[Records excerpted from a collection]

——————

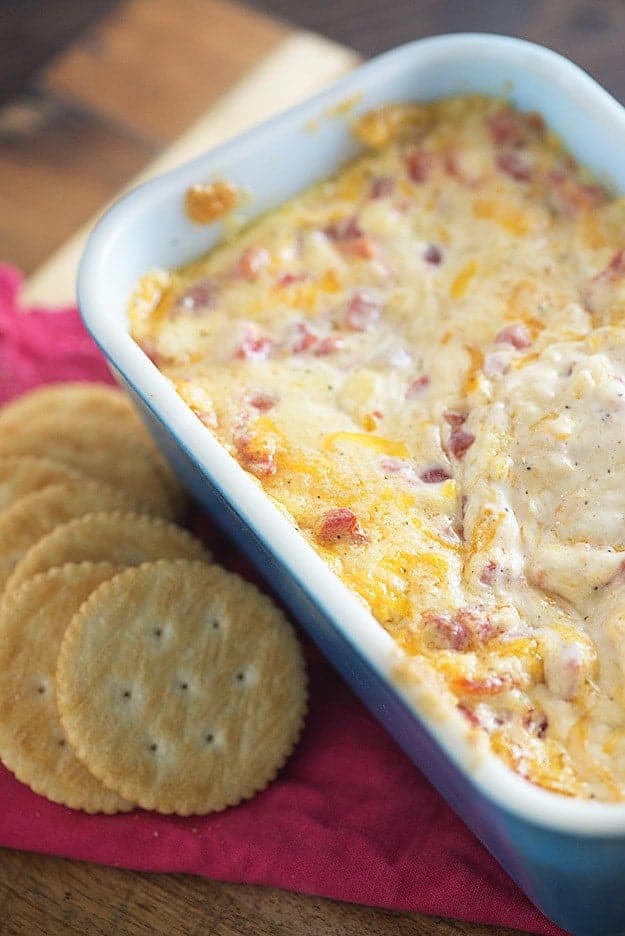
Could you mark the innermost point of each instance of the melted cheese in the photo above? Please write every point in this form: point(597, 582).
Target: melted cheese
point(422, 362)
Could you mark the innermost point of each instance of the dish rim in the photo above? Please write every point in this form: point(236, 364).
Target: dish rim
point(480, 767)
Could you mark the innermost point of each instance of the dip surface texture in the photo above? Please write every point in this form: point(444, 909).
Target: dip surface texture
point(422, 361)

——————

- [The exercise]: Please copy all of the lines above word for word, leaving out the pictures.

- [Final result]:
Could you mark the innermost point of each instance of the melted cheese in the photo above? Please write every point in this form: point(597, 582).
Target: melted cheese
point(422, 362)
Could you mark the innermost point of each instance of the dish rim in the photo above? Please write every point in this form: point(236, 364).
Target: dish rim
point(480, 767)
Could you mark the innermost point of each instance of the dip surface texture in the photo above? Please write every point in this form: point(444, 909).
Target: dip surface texture
point(422, 361)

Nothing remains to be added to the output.